(Beginning of EXTRACTED MATERIAL)

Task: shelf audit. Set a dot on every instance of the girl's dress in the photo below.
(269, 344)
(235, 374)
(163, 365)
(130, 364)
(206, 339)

(End of EXTRACTED MATERIAL)

ASSIGNMENT:
All of the material shown above should be written out exactly.

YOUR SOLUTION:
Task: shelf audit. Set a dot on every instance of the girl's dress in the photo below.
(269, 344)
(235, 374)
(163, 365)
(130, 364)
(206, 339)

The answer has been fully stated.